→ **Texte à lire**
- - - -

Contrôle des documents comptables : jusqu’où peut aller l’administration ?
Droit de communication de l’administration : qui est concerné ?
Un droit que vous devez connaître. Comme vous le savez, le système fiscal français est essentiellement déclaratif, de sorte que l’impôt est calculé et établi sur la foi de déclarations souscrites par les contribuables, qu’il s’agisse de particuliers ou d’entreprises. Lorsqu’elle contrôle la situation fiscale d’une entreprise, l’administration doit pouvoir accéder à l'ensemble des documents détenus par cette dernière. Par le biais de son droit de communication, son pouvoir est même plus étendu…
Un pouvoir étendu. Le droit de communication va permettre à l’administration, non seulement de prendre connaissance des documents comptables de votre entreprise, mais aussi de recueillir auprès de tiers tous les renseignements qui lui permettront de recouper, et ainsi de vérifier, les déclarations que vous avez déposées. Elle pourra utiliser les renseignements obtenus pour contrôler tous les impôts et taxes à la charge de toute autre personne, le cas échéant.
Qui est concerné ? Ce droit de communication peut être utilisé par l’administration (sur place ou par correspondance) auprès d’un grand nombre de personnes et d’organismes. Non seulement elle pourra s’adresser aux entreprises (les sociétés, les commerçants, les artisans, les membres de professions non commerciales, les sociétés civiles, etc.), mais elle pourra aussi solliciter les banques, les compagnies d’assurance, les associations, les opérateurs de téléphonie, les fournisseurs d’accès à Internet, les tribunaux, les organismes de sécurité sociale, les administrations publiques, la société en charge du suivi et du contrôle des opérations relatives au régime de l'épargne-logement, les casinos, etc.

- - - -

→ **Données fournies**
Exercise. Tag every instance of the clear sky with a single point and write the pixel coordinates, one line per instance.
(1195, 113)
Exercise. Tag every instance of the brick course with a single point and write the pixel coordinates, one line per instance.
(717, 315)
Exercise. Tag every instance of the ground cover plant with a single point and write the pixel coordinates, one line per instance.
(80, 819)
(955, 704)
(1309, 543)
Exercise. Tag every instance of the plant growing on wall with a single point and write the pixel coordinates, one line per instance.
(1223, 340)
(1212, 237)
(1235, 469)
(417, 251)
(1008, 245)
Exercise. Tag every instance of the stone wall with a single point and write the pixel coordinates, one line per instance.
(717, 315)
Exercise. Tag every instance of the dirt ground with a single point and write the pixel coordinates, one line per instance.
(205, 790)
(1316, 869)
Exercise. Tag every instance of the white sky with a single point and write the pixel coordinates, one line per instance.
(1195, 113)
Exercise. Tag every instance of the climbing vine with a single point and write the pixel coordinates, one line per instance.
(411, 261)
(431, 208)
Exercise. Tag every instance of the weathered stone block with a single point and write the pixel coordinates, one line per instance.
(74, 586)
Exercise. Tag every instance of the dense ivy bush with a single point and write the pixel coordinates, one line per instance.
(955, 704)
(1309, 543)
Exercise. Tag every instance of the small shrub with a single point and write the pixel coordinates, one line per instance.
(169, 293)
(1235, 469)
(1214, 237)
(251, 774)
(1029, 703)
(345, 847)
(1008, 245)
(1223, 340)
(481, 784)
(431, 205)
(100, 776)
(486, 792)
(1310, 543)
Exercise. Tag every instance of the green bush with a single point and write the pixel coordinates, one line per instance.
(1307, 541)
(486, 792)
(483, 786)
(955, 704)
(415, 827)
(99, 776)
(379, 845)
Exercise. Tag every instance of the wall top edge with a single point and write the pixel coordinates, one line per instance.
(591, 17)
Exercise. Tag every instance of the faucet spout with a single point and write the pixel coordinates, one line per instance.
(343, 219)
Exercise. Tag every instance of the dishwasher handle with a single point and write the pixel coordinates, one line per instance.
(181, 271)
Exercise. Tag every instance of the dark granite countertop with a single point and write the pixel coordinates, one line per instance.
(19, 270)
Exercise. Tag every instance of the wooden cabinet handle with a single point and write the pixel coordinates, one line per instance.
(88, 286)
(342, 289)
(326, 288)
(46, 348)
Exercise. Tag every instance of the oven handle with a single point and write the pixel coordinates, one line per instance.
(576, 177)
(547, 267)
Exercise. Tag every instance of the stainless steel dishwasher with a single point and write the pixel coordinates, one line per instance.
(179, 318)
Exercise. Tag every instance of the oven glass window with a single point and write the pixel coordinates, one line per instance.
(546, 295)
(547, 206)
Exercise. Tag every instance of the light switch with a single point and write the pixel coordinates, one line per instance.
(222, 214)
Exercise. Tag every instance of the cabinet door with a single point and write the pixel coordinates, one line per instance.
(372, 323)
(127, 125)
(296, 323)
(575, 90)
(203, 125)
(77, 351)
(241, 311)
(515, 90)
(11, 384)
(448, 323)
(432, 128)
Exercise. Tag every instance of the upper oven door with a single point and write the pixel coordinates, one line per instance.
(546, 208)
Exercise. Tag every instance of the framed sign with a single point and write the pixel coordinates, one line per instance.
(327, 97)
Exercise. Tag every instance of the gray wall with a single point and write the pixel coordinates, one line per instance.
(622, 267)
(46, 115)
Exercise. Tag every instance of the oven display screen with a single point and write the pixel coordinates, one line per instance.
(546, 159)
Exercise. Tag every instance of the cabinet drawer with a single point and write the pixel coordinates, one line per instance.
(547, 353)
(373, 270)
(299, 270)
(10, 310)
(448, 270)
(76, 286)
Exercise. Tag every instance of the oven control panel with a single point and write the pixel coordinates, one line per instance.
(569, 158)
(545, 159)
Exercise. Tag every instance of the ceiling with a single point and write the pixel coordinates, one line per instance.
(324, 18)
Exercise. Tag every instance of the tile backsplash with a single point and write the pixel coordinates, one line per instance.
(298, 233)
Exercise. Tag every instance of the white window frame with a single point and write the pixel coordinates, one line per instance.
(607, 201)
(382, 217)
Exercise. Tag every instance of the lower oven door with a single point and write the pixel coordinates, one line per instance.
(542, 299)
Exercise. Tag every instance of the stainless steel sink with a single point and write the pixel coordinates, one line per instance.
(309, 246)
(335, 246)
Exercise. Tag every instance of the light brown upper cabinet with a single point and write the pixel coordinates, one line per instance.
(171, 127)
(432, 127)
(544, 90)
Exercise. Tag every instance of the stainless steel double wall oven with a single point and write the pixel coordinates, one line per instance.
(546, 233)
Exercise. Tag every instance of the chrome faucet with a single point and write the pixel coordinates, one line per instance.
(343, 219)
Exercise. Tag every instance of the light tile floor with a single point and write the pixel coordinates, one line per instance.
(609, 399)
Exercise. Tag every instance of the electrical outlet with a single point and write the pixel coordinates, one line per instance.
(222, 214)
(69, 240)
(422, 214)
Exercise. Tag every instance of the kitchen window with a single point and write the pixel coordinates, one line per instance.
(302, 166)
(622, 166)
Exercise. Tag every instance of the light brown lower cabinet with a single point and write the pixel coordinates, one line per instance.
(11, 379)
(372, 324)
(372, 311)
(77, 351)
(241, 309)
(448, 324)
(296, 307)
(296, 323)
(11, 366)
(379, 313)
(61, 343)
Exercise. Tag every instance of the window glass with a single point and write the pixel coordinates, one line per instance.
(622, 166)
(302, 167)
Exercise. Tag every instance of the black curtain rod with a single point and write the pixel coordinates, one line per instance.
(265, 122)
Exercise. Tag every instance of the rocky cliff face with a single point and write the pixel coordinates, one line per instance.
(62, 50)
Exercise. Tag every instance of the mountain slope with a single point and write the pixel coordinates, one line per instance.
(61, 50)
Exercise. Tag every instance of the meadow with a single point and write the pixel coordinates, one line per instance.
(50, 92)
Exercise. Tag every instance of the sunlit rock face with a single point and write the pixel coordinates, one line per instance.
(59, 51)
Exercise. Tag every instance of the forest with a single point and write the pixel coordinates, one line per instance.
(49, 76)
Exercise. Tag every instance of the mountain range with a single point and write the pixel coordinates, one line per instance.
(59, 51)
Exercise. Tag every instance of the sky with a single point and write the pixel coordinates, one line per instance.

- - - -

→ **Travail demandé**
[1] Relevez les catégories d'entreprises énumérées entre parenthèses dans le texte sur le droit de communication.
[2] D'après le texte sur le droit de communication, sous quelles formes l'administration peut-elle exercer ce droit ?
Appuyez-vous uniquement sur le texte sur le droit de communication.

→ **Réponses**
[1] les sociétés ; les commerçants ; les artisans ; les membres de professions non commerciales ; les sociétés civiles

[2] Sur place ou par correspondance.